[TASK]: Print the entries exactly as given.

(Stored data entries)
########################################
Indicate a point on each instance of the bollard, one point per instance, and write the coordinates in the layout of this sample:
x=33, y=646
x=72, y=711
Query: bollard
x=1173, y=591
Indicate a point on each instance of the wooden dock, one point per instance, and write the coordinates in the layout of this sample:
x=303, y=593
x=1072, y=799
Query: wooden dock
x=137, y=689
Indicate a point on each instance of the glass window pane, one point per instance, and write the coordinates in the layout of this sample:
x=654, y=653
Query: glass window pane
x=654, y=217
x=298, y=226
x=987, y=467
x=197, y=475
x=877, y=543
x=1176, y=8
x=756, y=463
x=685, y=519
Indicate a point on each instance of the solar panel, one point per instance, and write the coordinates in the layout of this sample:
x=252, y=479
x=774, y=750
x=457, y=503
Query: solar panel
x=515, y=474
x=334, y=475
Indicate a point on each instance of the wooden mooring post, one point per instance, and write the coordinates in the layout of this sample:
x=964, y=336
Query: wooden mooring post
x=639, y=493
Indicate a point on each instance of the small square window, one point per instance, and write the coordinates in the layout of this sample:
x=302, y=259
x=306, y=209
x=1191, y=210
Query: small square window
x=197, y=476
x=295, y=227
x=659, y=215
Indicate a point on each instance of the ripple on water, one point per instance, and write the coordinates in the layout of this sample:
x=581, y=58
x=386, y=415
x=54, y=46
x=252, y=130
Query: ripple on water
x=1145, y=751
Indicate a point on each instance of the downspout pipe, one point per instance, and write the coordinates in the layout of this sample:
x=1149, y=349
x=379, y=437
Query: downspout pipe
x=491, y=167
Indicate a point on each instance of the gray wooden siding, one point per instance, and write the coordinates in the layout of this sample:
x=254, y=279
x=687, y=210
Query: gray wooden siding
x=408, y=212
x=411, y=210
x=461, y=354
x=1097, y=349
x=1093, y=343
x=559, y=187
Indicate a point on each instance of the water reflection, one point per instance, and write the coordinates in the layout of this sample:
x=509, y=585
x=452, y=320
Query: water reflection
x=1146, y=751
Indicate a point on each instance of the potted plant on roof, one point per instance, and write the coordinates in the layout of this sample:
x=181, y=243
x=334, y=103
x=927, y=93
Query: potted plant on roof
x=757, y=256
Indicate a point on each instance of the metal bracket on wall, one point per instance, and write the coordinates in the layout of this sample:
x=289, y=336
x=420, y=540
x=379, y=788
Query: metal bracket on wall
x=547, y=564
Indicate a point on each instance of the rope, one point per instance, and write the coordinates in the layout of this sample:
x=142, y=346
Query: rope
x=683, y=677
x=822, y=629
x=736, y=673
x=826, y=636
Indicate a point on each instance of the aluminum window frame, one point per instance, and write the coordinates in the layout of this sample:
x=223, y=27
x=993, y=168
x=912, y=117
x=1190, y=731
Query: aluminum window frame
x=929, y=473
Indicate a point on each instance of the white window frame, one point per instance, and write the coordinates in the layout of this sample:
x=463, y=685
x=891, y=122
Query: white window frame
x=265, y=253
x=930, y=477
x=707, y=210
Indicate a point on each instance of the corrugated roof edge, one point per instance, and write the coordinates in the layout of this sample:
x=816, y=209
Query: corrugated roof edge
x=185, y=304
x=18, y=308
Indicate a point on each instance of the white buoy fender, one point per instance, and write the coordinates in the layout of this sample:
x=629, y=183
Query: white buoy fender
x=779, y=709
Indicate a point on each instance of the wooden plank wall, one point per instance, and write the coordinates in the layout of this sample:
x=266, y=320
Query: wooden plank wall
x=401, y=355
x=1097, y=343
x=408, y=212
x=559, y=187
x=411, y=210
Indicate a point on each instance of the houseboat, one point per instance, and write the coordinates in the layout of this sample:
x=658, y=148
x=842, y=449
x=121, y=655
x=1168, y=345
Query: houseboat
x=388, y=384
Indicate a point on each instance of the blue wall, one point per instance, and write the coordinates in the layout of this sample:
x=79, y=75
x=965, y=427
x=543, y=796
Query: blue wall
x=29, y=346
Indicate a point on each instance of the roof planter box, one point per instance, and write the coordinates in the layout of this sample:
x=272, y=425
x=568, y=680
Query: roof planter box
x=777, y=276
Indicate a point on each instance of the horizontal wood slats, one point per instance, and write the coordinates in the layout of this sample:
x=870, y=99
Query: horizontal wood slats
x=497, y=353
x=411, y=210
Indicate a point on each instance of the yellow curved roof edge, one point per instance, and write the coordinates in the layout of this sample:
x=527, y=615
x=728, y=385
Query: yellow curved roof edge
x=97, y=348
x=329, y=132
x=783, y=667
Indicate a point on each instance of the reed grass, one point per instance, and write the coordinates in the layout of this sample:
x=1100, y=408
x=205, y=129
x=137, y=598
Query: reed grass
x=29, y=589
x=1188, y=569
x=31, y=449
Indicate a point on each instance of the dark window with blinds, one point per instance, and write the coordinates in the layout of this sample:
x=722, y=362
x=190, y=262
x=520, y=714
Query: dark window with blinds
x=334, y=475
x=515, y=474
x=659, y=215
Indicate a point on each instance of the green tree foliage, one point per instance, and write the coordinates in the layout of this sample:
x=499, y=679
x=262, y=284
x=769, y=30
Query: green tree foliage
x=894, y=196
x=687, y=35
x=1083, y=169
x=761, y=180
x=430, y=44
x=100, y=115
########################################
[YOUR SOLUTION]:
Indicate a point on each instance of the bollard, one point per instance, and write the coordinates in the layout of this sample:
x=33, y=646
x=72, y=711
Query: bollard
x=1173, y=591
Indicate a point on each instance of the wooden dock, one point per instance, and write the coordinates in the layout of this sample:
x=303, y=593
x=1072, y=799
Query: wooden dock
x=137, y=689
Indicate a point on each instance of the glass window pane, one point per instance, and write the coordinates in the layout of this sample:
x=654, y=653
Query: glass window pane
x=654, y=217
x=298, y=226
x=987, y=467
x=197, y=475
x=877, y=543
x=1176, y=8
x=756, y=463
x=685, y=519
Indicate a point on each instance of the solar panel, one point per instance, and write the coordinates in the layout of this sample:
x=252, y=479
x=774, y=750
x=457, y=503
Query: solar panel
x=515, y=474
x=334, y=475
Indicate a point on each instance of the wooden mooring post, one point per instance, and write the coordinates in the layout of this sample:
x=964, y=336
Query: wooden mooring post
x=639, y=493
Indicate a point on each instance of the small square window, one point per instance, and write the coordinates in the layout of this sample:
x=302, y=259
x=306, y=209
x=1191, y=210
Query: small square window
x=197, y=476
x=295, y=227
x=659, y=215
Indicate a point on each instance of the ripple on water, one point per instance, and write the coordinates in the layout of this sample:
x=581, y=58
x=386, y=415
x=54, y=46
x=252, y=130
Query: ripple on water
x=1145, y=751
Indicate a point on each instance of the downspout pipe, one point per instance, and write the coordinates in the layout of this sample:
x=1149, y=349
x=379, y=437
Query: downspout pipe
x=491, y=167
Indicate a point on each instance of the gray wooden siding, one point per instance, and write the coordinates in the layout of this sample:
x=254, y=279
x=687, y=210
Query: gray wooden siding
x=408, y=212
x=411, y=210
x=461, y=354
x=1097, y=349
x=1093, y=343
x=559, y=187
Indicate a point on each instance of the water reflection, one point per instance, and write the coordinates in the layout of this sample:
x=509, y=585
x=452, y=320
Query: water reflection
x=1146, y=751
Indicate a point on each instance of the potted plant on roof, one point per instance, and write the coordinates in the layout of this sample:
x=181, y=243
x=334, y=103
x=927, y=93
Query: potted plant on roof
x=757, y=256
Indicate a point on each instance of the metal bracket on wall, one point per instance, and write the coordinates in the layout of this sample:
x=289, y=336
x=420, y=540
x=379, y=788
Query: metal bracket on wall
x=547, y=564
Indicate a point on each instance of the rope, one point per instance, and write the coordinates in the layout of this sample:
x=142, y=346
Query: rope
x=683, y=677
x=822, y=629
x=736, y=673
x=826, y=636
Indicate a point on each instance of the aluminum window frame, one point per instance, and write the coordinates in the layout of this sample:
x=223, y=27
x=993, y=168
x=912, y=117
x=1190, y=731
Query: aluminum window frame
x=929, y=473
Indicate a point on each instance of the white window frame, one point per instance, and write the coordinates in the layout of this sample:
x=463, y=685
x=891, y=122
Query: white window frame
x=265, y=253
x=930, y=477
x=707, y=210
Indicate a point on each instance of the corrugated roof edge, one point per instance, and write the coordinates in the layout of this sample:
x=816, y=209
Query: corrugated roof edge
x=185, y=304
x=18, y=308
Indicate a point on each instance of the white buoy fender, one point per instance, and write the coordinates in the layout of this sample:
x=629, y=183
Query: white buoy fender
x=779, y=709
Indicate a point on each instance of the wooden plank wall, one point per instance, and write the coordinates in the layout of this sample:
x=266, y=320
Query: wooden plank wall
x=401, y=355
x=1097, y=343
x=408, y=212
x=559, y=187
x=411, y=210
Indicate a point on each instance of the houseboat, one point per instance, and write the coordinates in the layout of this sample:
x=658, y=148
x=842, y=449
x=121, y=655
x=1168, y=345
Query: houseboat
x=388, y=384
Indicate a point on each instance of the blue wall, one point per instance, and write the coordinates in the layout of this sample:
x=79, y=75
x=965, y=427
x=543, y=796
Query: blue wall
x=29, y=346
Indicate a point on each instance of the roof planter box, one point per instance, and write the coordinates in the layout of this sample:
x=272, y=425
x=568, y=680
Query: roof planter box
x=777, y=276
Indicate a point on each instance of the horizontal wood slats, one point per instance, and write the coordinates in the layout of this sample:
x=870, y=99
Query: horizontal wood slats
x=497, y=353
x=411, y=210
Indicate a point on each instance of the yellow curved roof edge, one point per instance, and write the coordinates in the layout of this sample:
x=527, y=615
x=728, y=385
Query: yellow curved roof edge
x=97, y=348
x=329, y=132
x=783, y=667
Indicate a point on each instance of the reed grass, one point per instance, and write the coordinates in the layout of this sample:
x=1100, y=408
x=205, y=129
x=137, y=598
Query: reed grass
x=29, y=589
x=1188, y=569
x=31, y=449
Indicate a point on each instance of the dark window with blinds, one point per instance, and write the coordinates in the layout of this sample:
x=722, y=362
x=190, y=262
x=520, y=714
Query: dark window with blinds
x=334, y=475
x=515, y=474
x=659, y=215
Indicate a point on each instance of the green tree foliage, one point per instance, and write the coordinates in the layout of this sample:
x=499, y=679
x=262, y=284
x=769, y=30
Query: green tree foliage
x=894, y=196
x=687, y=35
x=1083, y=169
x=761, y=180
x=430, y=44
x=100, y=115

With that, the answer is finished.